### TASK TO COMPLETE
Please restate, word for word, the lines below that begin at the one with "like (342, 270)." and end at the one with "like (558, 309).". Leave out all other lines.

### EXTRACTED DATA

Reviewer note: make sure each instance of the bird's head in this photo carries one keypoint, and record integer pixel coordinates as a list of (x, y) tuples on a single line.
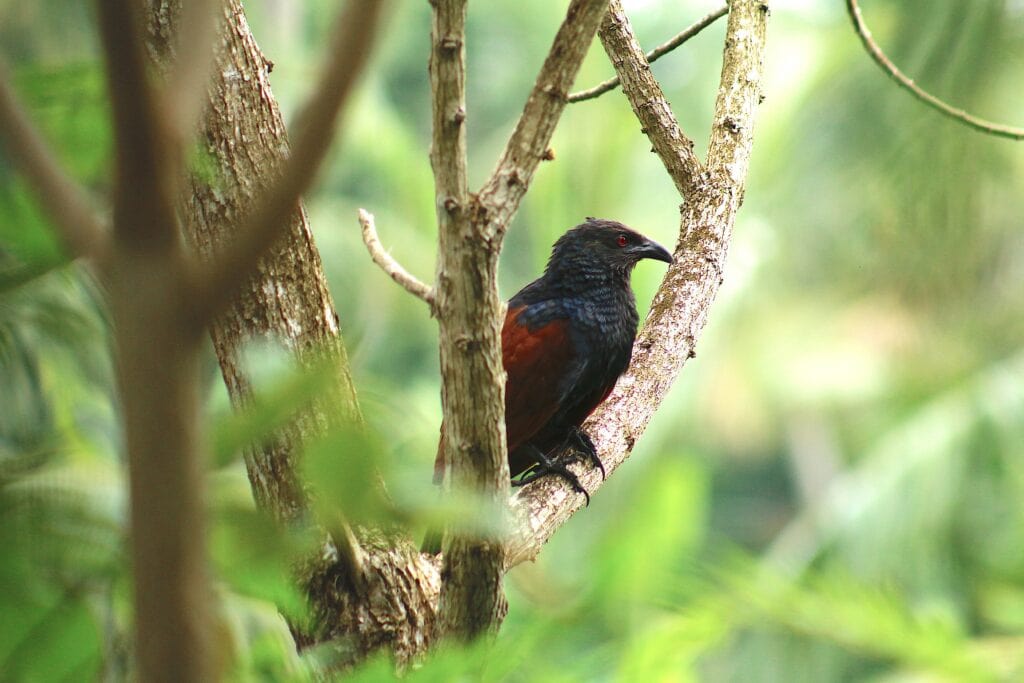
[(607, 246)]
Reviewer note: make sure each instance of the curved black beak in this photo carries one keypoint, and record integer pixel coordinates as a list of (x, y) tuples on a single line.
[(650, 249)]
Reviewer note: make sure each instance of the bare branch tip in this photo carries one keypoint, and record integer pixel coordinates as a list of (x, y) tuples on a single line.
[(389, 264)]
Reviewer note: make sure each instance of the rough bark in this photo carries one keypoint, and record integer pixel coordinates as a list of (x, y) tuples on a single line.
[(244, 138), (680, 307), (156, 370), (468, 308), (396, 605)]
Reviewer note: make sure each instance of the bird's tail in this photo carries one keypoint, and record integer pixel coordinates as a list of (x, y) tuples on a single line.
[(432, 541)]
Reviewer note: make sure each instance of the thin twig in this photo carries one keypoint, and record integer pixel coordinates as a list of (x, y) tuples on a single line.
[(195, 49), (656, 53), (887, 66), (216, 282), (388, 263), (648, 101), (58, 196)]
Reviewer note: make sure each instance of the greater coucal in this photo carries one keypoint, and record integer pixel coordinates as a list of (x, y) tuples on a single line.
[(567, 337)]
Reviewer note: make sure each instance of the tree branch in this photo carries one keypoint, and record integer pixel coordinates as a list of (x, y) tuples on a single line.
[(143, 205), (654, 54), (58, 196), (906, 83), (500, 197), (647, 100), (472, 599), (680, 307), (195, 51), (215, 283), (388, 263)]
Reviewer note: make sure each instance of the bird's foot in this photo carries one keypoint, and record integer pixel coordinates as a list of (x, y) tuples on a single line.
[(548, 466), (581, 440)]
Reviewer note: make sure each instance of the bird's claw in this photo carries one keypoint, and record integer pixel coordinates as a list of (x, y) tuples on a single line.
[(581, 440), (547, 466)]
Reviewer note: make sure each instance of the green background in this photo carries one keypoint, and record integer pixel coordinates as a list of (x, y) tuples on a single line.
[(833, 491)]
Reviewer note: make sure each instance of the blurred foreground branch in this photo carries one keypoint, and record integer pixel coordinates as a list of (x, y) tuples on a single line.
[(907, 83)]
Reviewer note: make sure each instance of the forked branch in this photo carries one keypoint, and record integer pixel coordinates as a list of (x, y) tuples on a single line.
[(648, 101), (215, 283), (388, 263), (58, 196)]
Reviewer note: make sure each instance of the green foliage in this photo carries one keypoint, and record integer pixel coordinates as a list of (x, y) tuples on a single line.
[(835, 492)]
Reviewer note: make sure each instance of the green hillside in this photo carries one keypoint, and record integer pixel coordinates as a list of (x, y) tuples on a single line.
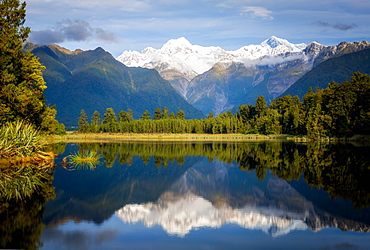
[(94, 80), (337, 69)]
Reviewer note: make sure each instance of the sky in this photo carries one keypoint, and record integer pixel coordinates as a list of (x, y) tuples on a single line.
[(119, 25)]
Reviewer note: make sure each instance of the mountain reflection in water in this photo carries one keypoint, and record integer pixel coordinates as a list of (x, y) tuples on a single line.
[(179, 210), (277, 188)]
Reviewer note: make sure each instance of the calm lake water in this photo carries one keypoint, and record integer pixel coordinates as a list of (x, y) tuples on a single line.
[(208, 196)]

--

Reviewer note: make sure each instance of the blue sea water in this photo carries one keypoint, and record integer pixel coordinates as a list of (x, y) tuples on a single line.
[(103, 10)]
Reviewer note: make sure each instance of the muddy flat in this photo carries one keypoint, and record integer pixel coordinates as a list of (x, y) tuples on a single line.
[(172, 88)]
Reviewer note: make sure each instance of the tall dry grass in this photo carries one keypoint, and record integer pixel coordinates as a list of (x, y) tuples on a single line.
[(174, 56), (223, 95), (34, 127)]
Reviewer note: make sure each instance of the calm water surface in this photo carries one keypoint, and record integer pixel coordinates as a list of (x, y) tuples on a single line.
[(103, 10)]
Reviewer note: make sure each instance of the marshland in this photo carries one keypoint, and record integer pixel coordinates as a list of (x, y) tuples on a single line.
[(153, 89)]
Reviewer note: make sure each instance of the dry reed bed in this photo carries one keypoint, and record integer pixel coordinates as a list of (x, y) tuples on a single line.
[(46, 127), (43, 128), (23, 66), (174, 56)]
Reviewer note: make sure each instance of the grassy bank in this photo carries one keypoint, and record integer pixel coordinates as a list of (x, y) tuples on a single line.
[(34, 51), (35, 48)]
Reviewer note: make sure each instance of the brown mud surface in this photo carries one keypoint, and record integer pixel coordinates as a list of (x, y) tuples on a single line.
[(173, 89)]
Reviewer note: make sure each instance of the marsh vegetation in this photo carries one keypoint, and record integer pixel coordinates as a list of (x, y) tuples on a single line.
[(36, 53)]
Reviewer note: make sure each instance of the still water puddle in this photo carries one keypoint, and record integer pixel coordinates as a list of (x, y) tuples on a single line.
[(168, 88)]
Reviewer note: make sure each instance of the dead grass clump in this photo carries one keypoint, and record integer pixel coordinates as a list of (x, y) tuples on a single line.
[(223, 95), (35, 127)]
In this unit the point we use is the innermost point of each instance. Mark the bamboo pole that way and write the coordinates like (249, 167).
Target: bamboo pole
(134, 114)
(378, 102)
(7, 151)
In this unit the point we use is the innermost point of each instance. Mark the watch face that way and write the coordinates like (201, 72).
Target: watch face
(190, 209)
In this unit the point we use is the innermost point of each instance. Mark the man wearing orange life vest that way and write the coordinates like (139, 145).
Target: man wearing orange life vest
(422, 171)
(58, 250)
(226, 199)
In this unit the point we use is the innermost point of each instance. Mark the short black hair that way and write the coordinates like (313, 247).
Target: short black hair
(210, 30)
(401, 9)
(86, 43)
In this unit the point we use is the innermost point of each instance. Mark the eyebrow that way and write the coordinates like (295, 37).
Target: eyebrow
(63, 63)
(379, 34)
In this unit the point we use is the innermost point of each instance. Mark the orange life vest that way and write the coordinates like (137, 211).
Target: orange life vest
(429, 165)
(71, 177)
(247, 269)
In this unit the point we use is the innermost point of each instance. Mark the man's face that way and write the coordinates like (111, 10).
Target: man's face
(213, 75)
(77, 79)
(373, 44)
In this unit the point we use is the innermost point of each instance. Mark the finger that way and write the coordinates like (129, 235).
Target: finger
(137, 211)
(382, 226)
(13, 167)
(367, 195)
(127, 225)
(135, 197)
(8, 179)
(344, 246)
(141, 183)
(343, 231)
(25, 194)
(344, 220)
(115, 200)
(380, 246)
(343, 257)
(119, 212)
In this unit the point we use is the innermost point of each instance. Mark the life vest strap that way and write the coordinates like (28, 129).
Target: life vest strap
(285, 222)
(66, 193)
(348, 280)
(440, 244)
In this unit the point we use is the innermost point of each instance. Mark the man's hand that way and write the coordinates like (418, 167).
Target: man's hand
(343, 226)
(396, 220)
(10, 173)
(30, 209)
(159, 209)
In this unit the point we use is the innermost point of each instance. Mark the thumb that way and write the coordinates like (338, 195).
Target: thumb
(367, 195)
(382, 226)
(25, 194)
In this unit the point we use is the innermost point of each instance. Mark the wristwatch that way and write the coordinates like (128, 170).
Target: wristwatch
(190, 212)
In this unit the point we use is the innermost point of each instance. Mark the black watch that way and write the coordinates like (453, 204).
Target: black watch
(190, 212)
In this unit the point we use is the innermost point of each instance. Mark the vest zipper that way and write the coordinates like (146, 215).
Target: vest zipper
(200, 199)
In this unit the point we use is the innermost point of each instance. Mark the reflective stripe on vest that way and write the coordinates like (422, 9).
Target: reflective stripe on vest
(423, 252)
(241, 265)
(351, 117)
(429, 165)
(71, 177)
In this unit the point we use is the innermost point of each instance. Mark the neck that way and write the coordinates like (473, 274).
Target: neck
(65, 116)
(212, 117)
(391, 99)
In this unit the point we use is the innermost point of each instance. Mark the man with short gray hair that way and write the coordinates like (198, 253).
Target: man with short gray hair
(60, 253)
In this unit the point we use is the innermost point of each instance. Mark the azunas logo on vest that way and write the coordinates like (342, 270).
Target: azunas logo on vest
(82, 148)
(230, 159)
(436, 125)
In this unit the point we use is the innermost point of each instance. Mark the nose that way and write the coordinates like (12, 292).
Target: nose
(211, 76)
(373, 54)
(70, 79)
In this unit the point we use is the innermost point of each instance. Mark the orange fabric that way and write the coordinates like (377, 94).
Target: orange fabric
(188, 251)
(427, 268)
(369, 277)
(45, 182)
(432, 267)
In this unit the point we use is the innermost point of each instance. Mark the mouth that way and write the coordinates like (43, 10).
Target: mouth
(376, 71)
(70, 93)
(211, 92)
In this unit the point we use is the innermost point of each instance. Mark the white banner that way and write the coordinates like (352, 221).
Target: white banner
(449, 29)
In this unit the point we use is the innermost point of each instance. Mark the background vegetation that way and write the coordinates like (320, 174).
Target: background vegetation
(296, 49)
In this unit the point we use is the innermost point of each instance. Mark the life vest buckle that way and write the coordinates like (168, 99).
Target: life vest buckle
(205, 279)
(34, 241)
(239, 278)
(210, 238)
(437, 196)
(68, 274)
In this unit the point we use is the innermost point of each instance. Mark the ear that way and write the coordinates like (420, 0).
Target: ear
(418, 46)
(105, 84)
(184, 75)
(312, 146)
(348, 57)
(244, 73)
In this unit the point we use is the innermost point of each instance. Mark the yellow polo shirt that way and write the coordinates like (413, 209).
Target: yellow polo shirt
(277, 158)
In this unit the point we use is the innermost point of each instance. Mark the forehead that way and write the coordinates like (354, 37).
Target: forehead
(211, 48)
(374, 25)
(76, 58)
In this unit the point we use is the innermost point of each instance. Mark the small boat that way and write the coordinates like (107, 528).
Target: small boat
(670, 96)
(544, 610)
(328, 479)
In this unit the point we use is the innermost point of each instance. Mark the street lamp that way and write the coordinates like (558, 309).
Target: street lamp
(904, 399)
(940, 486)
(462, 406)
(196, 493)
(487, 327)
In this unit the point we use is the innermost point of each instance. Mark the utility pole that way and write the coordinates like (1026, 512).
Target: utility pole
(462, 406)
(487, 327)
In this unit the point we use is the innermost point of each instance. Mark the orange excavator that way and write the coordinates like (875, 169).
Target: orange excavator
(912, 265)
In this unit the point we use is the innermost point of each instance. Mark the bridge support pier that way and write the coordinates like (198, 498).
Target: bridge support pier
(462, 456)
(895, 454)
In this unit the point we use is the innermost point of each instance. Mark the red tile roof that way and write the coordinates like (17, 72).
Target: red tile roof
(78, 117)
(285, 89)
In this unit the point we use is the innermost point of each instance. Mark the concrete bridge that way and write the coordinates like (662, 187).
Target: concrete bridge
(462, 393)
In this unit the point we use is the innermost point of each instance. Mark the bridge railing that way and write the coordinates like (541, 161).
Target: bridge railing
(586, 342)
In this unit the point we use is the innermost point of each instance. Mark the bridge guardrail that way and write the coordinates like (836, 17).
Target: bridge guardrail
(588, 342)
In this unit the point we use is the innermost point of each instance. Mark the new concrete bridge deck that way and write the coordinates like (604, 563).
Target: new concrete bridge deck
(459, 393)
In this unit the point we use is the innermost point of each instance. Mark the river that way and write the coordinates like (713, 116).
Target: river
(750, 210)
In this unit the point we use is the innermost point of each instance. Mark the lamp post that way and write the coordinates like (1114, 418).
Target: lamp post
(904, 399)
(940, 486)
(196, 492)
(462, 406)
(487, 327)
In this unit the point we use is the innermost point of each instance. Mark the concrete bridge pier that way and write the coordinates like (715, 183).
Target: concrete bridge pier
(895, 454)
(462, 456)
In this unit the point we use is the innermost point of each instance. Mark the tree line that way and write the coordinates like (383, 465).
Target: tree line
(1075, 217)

### YOUR SOLUTION
In this unit the point we use is the innermost point of each instance. Mark the azunas logo on vest that way and write the coordinates like (342, 270).
Target: azunas logo on vest
(82, 148)
(230, 159)
(436, 125)
In this unit the point we use is the innermost point of each instance. Mark the nose that way and write the coordinates like (12, 292).
Target: nose
(211, 76)
(373, 54)
(70, 79)
In this unit the point we use is the innermost point of each instance. Mark the orange fabric that way and write the coordinates like (377, 94).
Target: orange fabric
(188, 251)
(427, 268)
(369, 277)
(45, 182)
(432, 267)
In this unit the point we use is the innermost point of each instance. Mark the mouth that way and write the coordinates like (43, 10).
Target: mouth
(376, 71)
(70, 93)
(211, 92)
In this unit the point we use is the innermost point of each instance. Mark the white banner that way and write the coordinates like (352, 221).
Target: white banner
(449, 29)
In this unit the point we use is the innermost point of each instance. Mark the background vegetation that way and write the coordinates like (320, 174).
Target: background vegetation
(296, 49)
In this unit the point we use is the innermost point of each instance. Mark the life vest buckle that way and write the coordinates like (168, 99).
Target: life vest buckle
(205, 279)
(34, 241)
(239, 278)
(210, 238)
(437, 196)
(68, 274)
In this unit the point we use is the innermost point of each instance. Mark the ear that way and write the coordinates like (420, 0).
Target: ear
(418, 46)
(105, 84)
(184, 75)
(312, 146)
(348, 57)
(244, 73)
In this unit the point we use is the innermost point of each instance. Mark the yellow polo shirt that way and write the coordinates like (413, 209).
Target: yellow polo shirt
(277, 158)
In this unit the point we use is the innermost point of each instance. Mark the forehead that way and write the coordinates like (354, 37).
Target: forehead
(211, 48)
(374, 25)
(76, 58)
In this unit the point we use is the innermost point of each instance. Mark the small boat that way and write the coordinates like (107, 528).
Target: small boat
(670, 96)
(544, 610)
(328, 479)
In this unit the point we use is the innermost point of each instance. Mark the street lamp that way and write the coordinates like (558, 309).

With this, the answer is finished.